#### GOAL OF THE EXERCISE
Could you copy the items below word for word, from the line containing "The user's goal involves the moose ear." through the last line of the items?

#### EXCERPTED DATA
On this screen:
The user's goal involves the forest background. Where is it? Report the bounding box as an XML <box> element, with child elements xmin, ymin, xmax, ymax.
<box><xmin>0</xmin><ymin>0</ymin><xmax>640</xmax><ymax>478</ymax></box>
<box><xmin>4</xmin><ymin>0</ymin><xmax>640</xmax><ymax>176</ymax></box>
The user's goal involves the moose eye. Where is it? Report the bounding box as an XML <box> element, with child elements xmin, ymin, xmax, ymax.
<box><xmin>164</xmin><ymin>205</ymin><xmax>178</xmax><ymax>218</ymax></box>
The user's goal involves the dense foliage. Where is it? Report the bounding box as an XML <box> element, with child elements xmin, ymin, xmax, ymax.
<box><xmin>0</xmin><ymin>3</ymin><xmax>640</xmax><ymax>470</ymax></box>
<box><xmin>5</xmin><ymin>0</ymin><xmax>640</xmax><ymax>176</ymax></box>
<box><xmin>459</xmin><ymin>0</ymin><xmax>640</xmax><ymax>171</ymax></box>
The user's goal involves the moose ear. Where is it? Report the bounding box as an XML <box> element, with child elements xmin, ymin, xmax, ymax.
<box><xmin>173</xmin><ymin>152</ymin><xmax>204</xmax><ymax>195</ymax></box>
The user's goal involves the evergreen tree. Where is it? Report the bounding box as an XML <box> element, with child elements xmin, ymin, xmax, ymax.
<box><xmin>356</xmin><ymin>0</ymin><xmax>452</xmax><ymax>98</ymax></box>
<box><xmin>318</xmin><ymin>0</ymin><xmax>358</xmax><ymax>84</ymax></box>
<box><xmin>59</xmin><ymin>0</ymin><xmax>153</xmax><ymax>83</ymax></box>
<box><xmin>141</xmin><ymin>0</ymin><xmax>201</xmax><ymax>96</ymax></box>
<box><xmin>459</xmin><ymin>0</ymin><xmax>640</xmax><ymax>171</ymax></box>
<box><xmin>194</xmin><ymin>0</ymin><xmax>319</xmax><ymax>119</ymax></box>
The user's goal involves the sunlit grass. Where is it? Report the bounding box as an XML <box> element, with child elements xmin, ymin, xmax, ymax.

#### RESULT FOR THIS TASK
The user's goal involves the moose ear. Where is it? Report the bounding box as an XML <box> element, with child elements xmin, ymin, xmax, ymax.
<box><xmin>173</xmin><ymin>152</ymin><xmax>204</xmax><ymax>195</ymax></box>
The user's goal involves the evergreen tree. Where is it? Report the bounding box as an XML <box> element, with child elements xmin, ymin, xmax, ymax.
<box><xmin>356</xmin><ymin>0</ymin><xmax>452</xmax><ymax>98</ymax></box>
<box><xmin>318</xmin><ymin>0</ymin><xmax>358</xmax><ymax>84</ymax></box>
<box><xmin>59</xmin><ymin>0</ymin><xmax>153</xmax><ymax>83</ymax></box>
<box><xmin>141</xmin><ymin>0</ymin><xmax>201</xmax><ymax>96</ymax></box>
<box><xmin>459</xmin><ymin>0</ymin><xmax>640</xmax><ymax>171</ymax></box>
<box><xmin>194</xmin><ymin>0</ymin><xmax>319</xmax><ymax>119</ymax></box>
The user's goal involves the sunlit grass. Where is it? Report the bounding box as an XML <box> element, with child elements xmin, ymin, xmax, ymax.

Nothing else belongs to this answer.